PROBLEM DESCRIPTION -> Rewrite the rows below with every "Submission" swapped for "Response" and everything else left unchanged.

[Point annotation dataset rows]

---*---

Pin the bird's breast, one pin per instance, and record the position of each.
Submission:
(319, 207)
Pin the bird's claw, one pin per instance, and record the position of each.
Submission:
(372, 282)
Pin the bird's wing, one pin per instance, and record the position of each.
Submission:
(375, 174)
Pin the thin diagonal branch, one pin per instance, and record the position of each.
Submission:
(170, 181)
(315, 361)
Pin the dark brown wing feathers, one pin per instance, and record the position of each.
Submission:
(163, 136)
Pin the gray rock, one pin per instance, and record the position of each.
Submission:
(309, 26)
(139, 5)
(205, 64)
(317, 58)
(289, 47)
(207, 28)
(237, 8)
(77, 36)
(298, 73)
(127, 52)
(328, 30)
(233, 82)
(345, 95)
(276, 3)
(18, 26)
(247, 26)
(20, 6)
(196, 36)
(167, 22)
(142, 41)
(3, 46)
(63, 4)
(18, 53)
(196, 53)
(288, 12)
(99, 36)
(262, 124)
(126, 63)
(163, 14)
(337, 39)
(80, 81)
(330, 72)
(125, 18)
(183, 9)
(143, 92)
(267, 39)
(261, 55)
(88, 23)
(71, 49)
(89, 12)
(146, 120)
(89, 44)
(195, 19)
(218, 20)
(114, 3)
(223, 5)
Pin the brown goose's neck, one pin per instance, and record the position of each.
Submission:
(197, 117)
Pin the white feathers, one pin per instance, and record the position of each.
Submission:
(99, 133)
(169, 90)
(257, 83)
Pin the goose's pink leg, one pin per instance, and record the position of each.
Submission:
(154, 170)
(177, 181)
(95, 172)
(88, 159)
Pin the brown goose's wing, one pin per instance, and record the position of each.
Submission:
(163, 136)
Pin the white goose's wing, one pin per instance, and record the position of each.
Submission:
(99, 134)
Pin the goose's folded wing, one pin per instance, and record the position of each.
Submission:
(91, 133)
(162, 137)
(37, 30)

---*---

SOLUTION ->
Pin the bird's breast, one pin per instance, and record the position of each.
Response:
(319, 207)
Pin the bird's claw, one pin per instance, and record the position of each.
Response:
(372, 282)
Pin the bird's wing, one pin per instance, and record the position of each.
Response:
(375, 174)
Pin the thin diagonal branch, one pin per instance, and record the position of each.
Response:
(170, 181)
(315, 361)
Pin the dark brown wing feathers, one pin per instance, and record the position of each.
Response:
(163, 136)
Pin the gray rock, one pin per instance, and record the position of each.
Response:
(309, 26)
(139, 5)
(205, 64)
(317, 58)
(289, 47)
(207, 28)
(237, 8)
(77, 36)
(298, 73)
(127, 52)
(328, 30)
(233, 82)
(345, 95)
(276, 3)
(18, 26)
(247, 26)
(20, 6)
(196, 36)
(167, 22)
(142, 41)
(3, 46)
(63, 4)
(18, 53)
(196, 53)
(288, 12)
(99, 36)
(262, 124)
(126, 63)
(163, 14)
(337, 39)
(80, 81)
(330, 72)
(125, 18)
(183, 9)
(143, 92)
(267, 39)
(261, 55)
(88, 23)
(71, 49)
(89, 12)
(146, 120)
(89, 44)
(195, 19)
(218, 20)
(114, 3)
(223, 5)
Pin the brown goose's neck, one pin per instance, and record the position of each.
Response:
(197, 117)
Pin the white feathers, one pin per instance, and record the position of each.
Response:
(99, 133)
(169, 90)
(257, 83)
Pin the goose's pink leg, one pin per instance, and record the position of each.
Response:
(154, 170)
(177, 181)
(95, 172)
(88, 159)
Pin the brown goose's wing, one pin per instance, and record the position of each.
Response:
(163, 136)
Pin the white goose's wing, one pin per instance, and record the position of each.
Response:
(99, 134)
Pin the goose's folded wing, one pin per instance, and record the position of each.
Response:
(91, 133)
(162, 137)
(37, 30)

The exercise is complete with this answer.